Rewrite the rows below, replacing every occurrence of "pixel coordinates" with "x-y coordinates" and leaving everything else unchanged.

• [Listing]:

--------------------------------------------------

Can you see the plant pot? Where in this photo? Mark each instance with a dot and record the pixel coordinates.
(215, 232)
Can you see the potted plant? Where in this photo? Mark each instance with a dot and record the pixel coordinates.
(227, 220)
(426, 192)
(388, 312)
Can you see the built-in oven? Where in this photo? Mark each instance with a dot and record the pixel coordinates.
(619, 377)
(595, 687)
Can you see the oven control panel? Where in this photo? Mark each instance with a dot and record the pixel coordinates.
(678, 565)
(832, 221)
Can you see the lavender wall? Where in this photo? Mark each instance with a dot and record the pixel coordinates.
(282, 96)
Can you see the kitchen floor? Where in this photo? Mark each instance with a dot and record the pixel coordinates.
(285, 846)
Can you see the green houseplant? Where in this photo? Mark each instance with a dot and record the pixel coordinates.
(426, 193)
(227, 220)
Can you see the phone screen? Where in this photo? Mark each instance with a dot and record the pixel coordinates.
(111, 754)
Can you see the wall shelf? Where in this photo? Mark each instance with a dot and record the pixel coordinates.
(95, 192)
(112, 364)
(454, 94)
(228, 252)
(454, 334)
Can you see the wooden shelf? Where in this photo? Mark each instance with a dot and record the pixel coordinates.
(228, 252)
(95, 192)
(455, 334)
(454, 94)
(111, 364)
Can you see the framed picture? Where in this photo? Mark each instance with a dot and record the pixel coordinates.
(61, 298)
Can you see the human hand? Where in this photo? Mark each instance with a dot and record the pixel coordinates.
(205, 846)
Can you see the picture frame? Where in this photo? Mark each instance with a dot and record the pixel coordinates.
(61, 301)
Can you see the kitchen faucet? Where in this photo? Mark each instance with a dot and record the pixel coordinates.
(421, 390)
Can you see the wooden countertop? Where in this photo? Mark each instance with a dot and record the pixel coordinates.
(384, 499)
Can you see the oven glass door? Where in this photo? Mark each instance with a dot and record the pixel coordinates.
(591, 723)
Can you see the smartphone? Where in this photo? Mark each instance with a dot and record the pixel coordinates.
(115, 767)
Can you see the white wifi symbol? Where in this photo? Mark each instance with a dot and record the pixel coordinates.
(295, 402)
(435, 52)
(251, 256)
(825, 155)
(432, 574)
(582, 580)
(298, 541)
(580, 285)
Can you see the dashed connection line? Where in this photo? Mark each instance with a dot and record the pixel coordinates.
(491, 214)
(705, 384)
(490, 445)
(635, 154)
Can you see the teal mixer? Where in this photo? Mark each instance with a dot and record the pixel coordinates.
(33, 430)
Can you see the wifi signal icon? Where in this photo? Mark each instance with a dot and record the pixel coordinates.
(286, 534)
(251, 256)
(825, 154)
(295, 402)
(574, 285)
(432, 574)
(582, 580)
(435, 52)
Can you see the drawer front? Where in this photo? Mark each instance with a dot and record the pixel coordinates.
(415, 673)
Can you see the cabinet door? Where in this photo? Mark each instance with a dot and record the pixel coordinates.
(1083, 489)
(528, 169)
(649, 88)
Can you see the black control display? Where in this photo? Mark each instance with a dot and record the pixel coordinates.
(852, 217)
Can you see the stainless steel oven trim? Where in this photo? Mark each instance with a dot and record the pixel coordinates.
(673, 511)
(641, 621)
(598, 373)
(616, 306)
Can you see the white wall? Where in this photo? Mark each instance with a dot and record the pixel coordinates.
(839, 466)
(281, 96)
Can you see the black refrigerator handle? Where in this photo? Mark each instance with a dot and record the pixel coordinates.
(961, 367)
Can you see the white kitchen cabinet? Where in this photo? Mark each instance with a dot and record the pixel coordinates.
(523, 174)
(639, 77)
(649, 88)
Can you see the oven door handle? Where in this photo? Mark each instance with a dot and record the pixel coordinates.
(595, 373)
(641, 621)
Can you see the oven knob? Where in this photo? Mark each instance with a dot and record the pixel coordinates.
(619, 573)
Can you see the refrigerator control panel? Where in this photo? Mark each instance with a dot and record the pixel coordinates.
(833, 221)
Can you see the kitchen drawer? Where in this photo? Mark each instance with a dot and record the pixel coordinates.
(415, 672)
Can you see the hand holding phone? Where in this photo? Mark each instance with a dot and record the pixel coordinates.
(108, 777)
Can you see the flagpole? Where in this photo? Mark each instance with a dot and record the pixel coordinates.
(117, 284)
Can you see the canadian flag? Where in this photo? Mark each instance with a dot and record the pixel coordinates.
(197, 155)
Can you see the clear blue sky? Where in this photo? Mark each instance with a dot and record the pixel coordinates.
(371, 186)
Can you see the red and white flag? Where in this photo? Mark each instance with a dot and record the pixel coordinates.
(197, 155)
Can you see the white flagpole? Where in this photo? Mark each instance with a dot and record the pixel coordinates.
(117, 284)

--------------------------------------------------

• [Exercise result]:
Can you see the plant pot? Where in this photo? Mark each instance with a dot and record the x-y coordinates.
(215, 232)
Can you see the potted plant? Where in this photo? Mark each instance with a dot and record the x-y coordinates.
(227, 220)
(426, 192)
(388, 312)
Can you see the built-in oven? Where in this photo? Mark each instance with a dot and record the x-y coordinates.
(619, 377)
(595, 687)
Can you see the oven control panel? Where in this photo? Mark each instance with a dot and record the x-y coordinates.
(678, 565)
(832, 221)
Can you see the lavender wall? Where in this photo? Mark each instance with a dot and record the x-y coordinates.
(282, 96)
Can you see the kitchen floor? Where in this photo? Mark each instance with a dot and record the x-y coordinates.
(285, 846)
Can you see the green houseplant? Where in this photo? Mark each instance with a dot and record the x-y coordinates.
(426, 193)
(227, 220)
Can you see the phone screen? Where in this photo? Mark each instance with a dot and record the x-y coordinates.
(111, 754)
Can you see the wall shelf? Where in this photo? Mark each instance with a dot and record the x-y coordinates.
(95, 192)
(112, 364)
(454, 94)
(228, 252)
(454, 334)
Can you see the wooden shelf? Where in this photo? Mark each instance with a dot and record the x-y coordinates.
(228, 252)
(95, 192)
(455, 334)
(454, 94)
(111, 364)
Can you see the framed picture? Where in this photo? Mark each instance with a dot and record the x-y coordinates.
(61, 298)
Can you see the human hand? Where in this photo? Mark each instance with a dot and record the x-y coordinates.
(205, 846)
Can you see the picture frame? Where in this photo? Mark each instance with a dot and record the x-y coordinates.
(61, 301)
Can you see the kitchen faucet? Where in this photo? Mark each instance with a dot and record the x-y coordinates.
(421, 390)
Can you see the wooden countertop? Where in this photo? Mark each instance with a dot and record the x-y coordinates.
(384, 499)
Can you see the oven glass door? Where in this photo? Mark each instance with a dot and record the x-y coordinates.
(591, 723)
Can you see the smartphone? Where in this photo? Mark each instance with a dot and record the x-y coordinates.
(115, 767)
Can you see the white wifi symbol? Where in this photo? Mark each instance with a dot and record the x-y coordinates.
(295, 402)
(435, 52)
(251, 256)
(825, 155)
(432, 574)
(582, 580)
(298, 541)
(580, 285)
Can you see the dashed connection line? Where in this photo? Mark each instance with a dot and record the x-y coordinates.
(491, 214)
(705, 384)
(490, 445)
(635, 154)
Can you see the teal mixer? Where in this photo? Mark each instance with a dot and record the x-y coordinates.
(33, 430)
Can you see the wifi signal icon? Where in this photo? Mark each instance with a dot and record the x-y coordinates.
(286, 534)
(251, 256)
(825, 154)
(295, 402)
(574, 285)
(432, 574)
(582, 580)
(435, 52)
Can you see the drawer front? Where in this photo? Mark each instance with a dot and record the x-y coordinates.
(415, 673)
Can you see the cabinet door? Where in this photo? Mark each instance with a dot and record the x-y coordinates.
(1083, 489)
(528, 169)
(649, 88)
Can you see the black control display? Where in this photo? Mark each instance with a dot and record the x-y coordinates.
(852, 217)
Can you see the stainless steel oven trim? Where in this photo? Mark each instance with a dot and record the x-y coordinates.
(673, 511)
(641, 621)
(598, 373)
(616, 306)
Can you see the white wall? Where in this photo? Mark each instance with a dot and record the x-y coordinates.
(839, 466)
(281, 96)
Can you see the black refrigerator handle? Where in this photo? Mark each instance with a dot and record the x-y coordinates.
(961, 367)
Can you see the white kitchen cabinet? Where in this photo? Mark each instance with a dot and record the x-y coordinates.
(523, 174)
(639, 77)
(649, 88)
Can you see the oven door handle? Where in this photo? Mark each instance with a dot and record the x-y coordinates.
(595, 373)
(641, 621)
Can you see the oven knob? Where in this photo? Mark each instance with a dot and record the x-y coordinates.
(619, 573)
Can you see the refrigerator control panel? Where in this photo? Mark each instance with a dot and record the x-y coordinates.
(833, 221)
Can you see the kitchen drawer? Where in this photo? Mark each instance with a dot and record the x-y coordinates.
(415, 672)
Can you see the hand holding phone? Where in this photo? Mark each instance with a dot and record the x-y coordinates.
(108, 777)
Can you see the flagpole? Where in this photo? Mark each instance with a dot and record the x-y coordinates.
(117, 284)
Can you see the canadian flag? Where in this photo? Mark each instance with a dot and record the x-y coordinates.
(197, 155)
Can you see the clear blue sky? Where in this photo? Mark each instance with a dot and record the x-y coordinates.
(371, 186)
Can you see the red and white flag? Where in this photo? Mark each instance with a dot and record the x-y coordinates.
(197, 155)
Can you see the white flagpole? Where in this photo? Mark each instance with a dot and record the x-y coordinates.
(117, 284)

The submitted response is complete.